Thank you very much.
With respect to this decision, obviously to terminate the MAPLE project...there were no isotopes being produced, so this decision does not impact on the production of isotopes. As far as the future goes--and I hear your comments loud and clear--let me say this. The NRU, as I've said, is a marvellous piece of technology. You're correct, it's 50 years old, but in fairness, it's had a number of upgrades done recently to meet the current licensing conditions. The reactor is operating as efficiently and as safely as it ever has before in its entire history.
When I speak with the experts--and you're going to get an opportunity to talk to AECL, I understand, after me, and you can question them--they are now working with the CNSC. They've engaged in those discussions about post-2011, and I have no reason to believe they will not be able to license that. They may require some further upgrades. I don't know that, but I can tell you this. The government is committed to putting the resources that are required to ensure that this can be done.
Those discussions are ongoing, and the fact that we've made this decision on the MAPLE project allows us now to ask, what is going to be out there in the long term? Already people from the private sector have approached me about different possibilities. Now, they are just literally discussions coming into my office, but from pretty serious people. I'm not going to get into those details. I believe that would be in their interest, not mine, to start speculating about what may or may not come out. But the fact is that we've made this decision. We can now focus on other alternatives as well.
But the NRU is doing an amazing job right now. As I said earlier, it's an amazing piece of technology. I have every reason to believe it will continue. I hear the concerns of the medical community. That is why we made the decision we did. It was long overdue. This project should never have begun. They were warned. The Auditor General, on numerous occasions, warned of the problems with this project.
This is well over a decade. I think we're acting very prudently, very responsibly. They're nuclear decisions. You just don't make them overnight. You have to do your due diligence. You have to do your homework, and that is exactly what we have done.

Data excerpt:
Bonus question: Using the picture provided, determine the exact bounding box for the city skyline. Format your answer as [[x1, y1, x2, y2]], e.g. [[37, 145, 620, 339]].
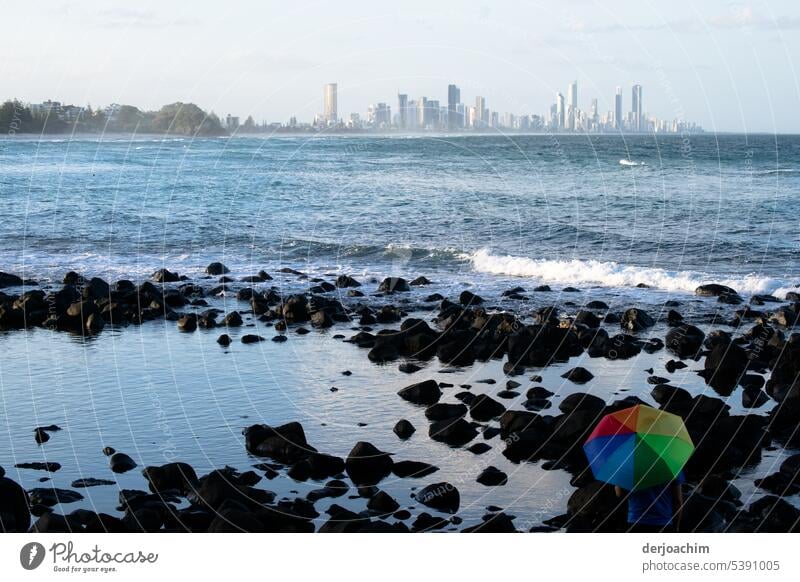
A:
[[0, 0, 800, 133], [296, 80, 703, 133]]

What to work on:
a: According to the remarks on the MAPLE project, how old is the NRU reactor?
b: Translate this sentence from the remarks on the MAPLE project into Spanish: "The reactor is operating as efficiently and as safely as it ever has before in its entire history."

Results of the tasks:
a: 50 years old.

b: El reactor está funcionando con tanta eficiencia y seguridad como en cualquier otro momento de toda su historia.